*Task 1*
On the LIT demos page, how does a user switch tasks in the multi-task Sentiment and NLI demo?
*Task 2*
Please print a passage from the LIT demos page, starting with the words "## Classification <!-- DO" and ending after the words "input (premise, hypothesis).".
*Task 3*
Write the next part of the LIT demos page, picking up right after its final line.

*Excerpt provided*
# Demos

<!-- freshness: { owner: 'lit-dev' reviewed: '2023-08-29' } -->

<!-- [TOC] placeholder - DO NOT REMOVE -->

The LIT team maintains a number of hosted demos, as well as pre-built launchers
for some common tasks and model types.

For publicly-visible demos hosted on Google Cloud, see
https://pair-code.github.io/lit/demos/.

--------------------------------------------------------------------------------

## Classification <!-- DO NOT REMOVE {#classification .demo-section-header} -->

### Sentiment and NLI <!-- DO NOT REMOVE {#glue .demo-header} -->

**Hosted instance:** https://pair-code.github.io/lit/demos/glue.html \
**Code:** [examples/glue_demo.py](https://github.com/PAIR-code/lit/blob/main/lit_nlp/examples/glue_demo.py)

*   Multi-task demo:
    *   Sentiment analysis as a binary classification task
        ([SST-2](https://nlp.stanford.edu/sentiment/treebank.html)) on single
        sentences.
    *   Natural Language Inference (NLI) using
        [MultiNLI](https://cims.nyu.edu/~sbowman/multinli/), as a three-way
        classification task with two-segment input (premise, hypothesis).
    *   STS-B textual similarity task (see
        [Regression / Scoring](#regression-scoring) below).
    *   Switch tasks using the Settings (⚙️) menu.
*   BERT models of different sizes, built on HuggingFace TF2 (Keras).
*   Supports the widest range of LIT interpretability features:
    *   Model output probabilities, custom thresholds, and multiclass metrics.
    *   Jitter plot of output scores, to find confident examples or ones near
        the margin.
    *   Embedding projector to find clusters in representation space.
    *   Integrated Gradients, LIME, and other salience methods.
    *   Attention visualization.
    *   Counterfactual generators, including HotFlip for targeted adversarial
        perturbations.

*Supplied data*
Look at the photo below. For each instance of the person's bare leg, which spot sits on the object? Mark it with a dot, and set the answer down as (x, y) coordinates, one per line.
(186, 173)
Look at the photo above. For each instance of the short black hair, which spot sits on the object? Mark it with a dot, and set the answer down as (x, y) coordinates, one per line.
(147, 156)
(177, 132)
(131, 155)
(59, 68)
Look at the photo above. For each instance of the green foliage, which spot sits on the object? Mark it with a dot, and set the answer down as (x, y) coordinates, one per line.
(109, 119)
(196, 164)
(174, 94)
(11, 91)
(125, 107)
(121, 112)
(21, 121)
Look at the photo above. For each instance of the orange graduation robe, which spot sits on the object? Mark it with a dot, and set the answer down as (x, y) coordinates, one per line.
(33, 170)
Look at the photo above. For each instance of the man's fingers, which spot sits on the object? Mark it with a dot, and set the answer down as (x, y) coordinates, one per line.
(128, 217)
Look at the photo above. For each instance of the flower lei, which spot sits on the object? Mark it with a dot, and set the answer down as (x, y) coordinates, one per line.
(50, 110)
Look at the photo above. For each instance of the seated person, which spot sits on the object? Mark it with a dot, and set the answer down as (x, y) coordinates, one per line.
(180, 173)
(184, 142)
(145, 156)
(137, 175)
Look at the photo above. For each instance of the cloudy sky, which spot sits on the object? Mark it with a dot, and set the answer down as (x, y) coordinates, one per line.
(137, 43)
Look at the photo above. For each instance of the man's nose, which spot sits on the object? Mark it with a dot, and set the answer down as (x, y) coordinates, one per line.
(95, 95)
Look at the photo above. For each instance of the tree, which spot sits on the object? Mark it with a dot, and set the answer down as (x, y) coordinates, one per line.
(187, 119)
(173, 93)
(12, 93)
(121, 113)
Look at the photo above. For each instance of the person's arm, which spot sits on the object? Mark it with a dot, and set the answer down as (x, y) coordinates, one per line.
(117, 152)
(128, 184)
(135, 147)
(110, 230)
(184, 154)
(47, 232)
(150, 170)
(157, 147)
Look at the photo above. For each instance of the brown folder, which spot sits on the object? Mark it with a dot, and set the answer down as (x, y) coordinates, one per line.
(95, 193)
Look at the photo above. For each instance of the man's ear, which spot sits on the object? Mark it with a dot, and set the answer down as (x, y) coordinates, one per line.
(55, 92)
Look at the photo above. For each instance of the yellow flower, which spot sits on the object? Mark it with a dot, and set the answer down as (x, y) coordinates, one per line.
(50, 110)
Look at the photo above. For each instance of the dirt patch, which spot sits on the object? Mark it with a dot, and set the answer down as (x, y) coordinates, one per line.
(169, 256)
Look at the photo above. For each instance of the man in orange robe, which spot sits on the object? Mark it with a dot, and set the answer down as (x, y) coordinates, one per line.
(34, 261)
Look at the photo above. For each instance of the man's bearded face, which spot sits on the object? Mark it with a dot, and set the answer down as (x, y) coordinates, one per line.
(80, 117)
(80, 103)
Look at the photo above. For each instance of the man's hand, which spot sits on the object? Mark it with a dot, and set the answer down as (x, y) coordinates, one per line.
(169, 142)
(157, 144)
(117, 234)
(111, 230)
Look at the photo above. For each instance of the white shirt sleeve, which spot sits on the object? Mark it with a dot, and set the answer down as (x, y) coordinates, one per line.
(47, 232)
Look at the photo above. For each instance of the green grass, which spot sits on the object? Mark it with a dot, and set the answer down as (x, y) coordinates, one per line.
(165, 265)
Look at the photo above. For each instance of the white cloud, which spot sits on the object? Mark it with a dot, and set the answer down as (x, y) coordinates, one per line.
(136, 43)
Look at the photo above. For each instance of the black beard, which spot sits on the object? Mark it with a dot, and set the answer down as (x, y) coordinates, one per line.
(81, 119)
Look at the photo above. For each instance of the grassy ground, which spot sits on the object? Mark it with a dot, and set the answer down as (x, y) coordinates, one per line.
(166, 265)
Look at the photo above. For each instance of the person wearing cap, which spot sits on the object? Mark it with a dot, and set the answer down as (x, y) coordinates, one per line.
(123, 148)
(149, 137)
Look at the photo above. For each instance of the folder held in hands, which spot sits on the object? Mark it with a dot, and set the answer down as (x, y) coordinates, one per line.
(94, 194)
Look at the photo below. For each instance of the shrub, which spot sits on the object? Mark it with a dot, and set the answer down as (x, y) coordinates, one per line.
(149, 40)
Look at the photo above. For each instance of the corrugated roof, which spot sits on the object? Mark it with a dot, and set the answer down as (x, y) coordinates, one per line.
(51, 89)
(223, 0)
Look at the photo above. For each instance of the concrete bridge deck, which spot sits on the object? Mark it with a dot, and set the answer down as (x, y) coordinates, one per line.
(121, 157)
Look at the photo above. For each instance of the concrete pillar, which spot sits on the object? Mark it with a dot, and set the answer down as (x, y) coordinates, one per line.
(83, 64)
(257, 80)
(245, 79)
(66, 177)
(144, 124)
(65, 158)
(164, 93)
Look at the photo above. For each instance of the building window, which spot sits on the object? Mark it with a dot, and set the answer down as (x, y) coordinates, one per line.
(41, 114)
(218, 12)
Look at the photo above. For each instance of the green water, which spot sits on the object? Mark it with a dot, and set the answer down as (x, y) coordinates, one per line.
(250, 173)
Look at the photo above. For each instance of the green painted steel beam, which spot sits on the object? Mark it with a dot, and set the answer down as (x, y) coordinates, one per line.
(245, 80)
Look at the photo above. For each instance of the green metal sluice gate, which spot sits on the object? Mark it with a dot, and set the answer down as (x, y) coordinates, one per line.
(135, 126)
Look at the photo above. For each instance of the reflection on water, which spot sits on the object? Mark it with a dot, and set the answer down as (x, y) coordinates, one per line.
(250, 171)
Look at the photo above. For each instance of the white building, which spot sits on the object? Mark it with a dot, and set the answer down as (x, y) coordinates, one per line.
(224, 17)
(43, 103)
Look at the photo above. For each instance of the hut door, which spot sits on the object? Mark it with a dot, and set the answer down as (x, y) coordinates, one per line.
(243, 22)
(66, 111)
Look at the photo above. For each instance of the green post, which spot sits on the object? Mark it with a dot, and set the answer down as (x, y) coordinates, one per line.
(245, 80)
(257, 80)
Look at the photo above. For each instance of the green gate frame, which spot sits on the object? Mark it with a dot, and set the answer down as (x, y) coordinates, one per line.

*Answer section 1*
By using the Settings (⚙️) menu.

*Answer section 2*
## Classification <!-- DO NOT REMOVE {#classification .demo-section-header} -->

### Sentiment and NLI <!-- DO NOT REMOVE {#glue .demo-header} -->

**Hosted instance:** https://pair-code.github.io/lit/demos/glue.html \
**Code:** [examples/glue_demo.py](https://github.com/PAIR-code/lit/blob/main/lit_nlp/examples/glue_demo.py)

*   Multi-task demo:
    *   Sentiment analysis as a binary classification task
        ([SST-2](https://nlp.stanford.edu/sentiment/treebank.html)) on single
        sentences.
    *   Natural Language Inference (NLI) using
        [MultiNLI](https://cims.nyu.edu/~sbowman/multinli/), as a three-way
        classification task with two-segment input (premise, hypothesis).

*Answer section 3*
Tip: check out a case study for this demo on the public LIT website:
https://pair-code.github.io/lit/tutorials/sentiment

### Multilingual (XNLI) <!-- DO NOT REMOVE {#xnli .demo-header} -->

**Code:** [examples/xnli_demo.py](https://github.com/PAIR-code/lit/blob/main/lit_nlp/examples/xnli_demo.py)

*   [XNLI](https://cims.nyu.edu/~sbowman/xnli/) dataset translates a subset of
    MultiNLI into 14 different languages.
*   Specify `--languages=en,jp,hi,...` flag to select which languages to load.
*   NLI as a three-way classification task with two-segment input (premise,
    hypothesis).
*   Fine-tuned multilingual BERT model.
*   Salience methods work with non-whitespace-delimited text, by using the
    model's wordpiece tokenization.

--------------------------------------------------------------------------------

## Regression / Scoring <!-- DO NOT REMOVE {#regression-scoring .demo-section-header} -->

### Textual Similarity (STS-B) <!-- DO NOT REMOVE {#stsb .demo-header} -->

**Hosted instance:** https://pair-code.github.io/lit/demos/glue.html?models=stsb&dataset=stsb_dev \
**Code:** [examples/glue_demo.py](https://github.com/PAIR-code/lit/blob/main/lit_nlp/examples/glue_demo.py)

*   STS-B textual similarity task, predicting scores on a range from 0
    (unrelated) to 5 (very similar).
*   BERT models built on HuggingFace TF2 (Keras).
*   Supports a wide range of LIT interpretability features:
    *   Model output scores and metrics.
    *   Scatter plot of scores and error, and jitter plot of true labels for
        quick filtering.
    *   Embedding projector to find clusters in representation space.
    *   Integrated Gradients, LIME, and other salience methods.
    *   Attention visualization.

--------------------------------------------------------------------------------

## Sequence-to-Sequence <!-- DO NOT REMOVE {#seq2seq .demo-section-header} -->

### T5 <!-- DO NOT REMOVE {#t5 .demo-header} -->

**Hosted instance:** https://pair-code.github.io/lit/demos/t5.html \
**Code:** [examples/t5_demo.py](https://github.com/PAIR-code/lit/blob/main/lit_nlp/examples/t5_demo.py)

*   Supports HuggingFace TF2 (Keras) models as well as TensorFlow SavedModel
    formats.
*   Visualize beam candidates and highlight diffs against references.
*   Visualize per-token decoder hypotheses to see where the model veers away
    from desired output.
*   Filter examples by ROUGE score against reference.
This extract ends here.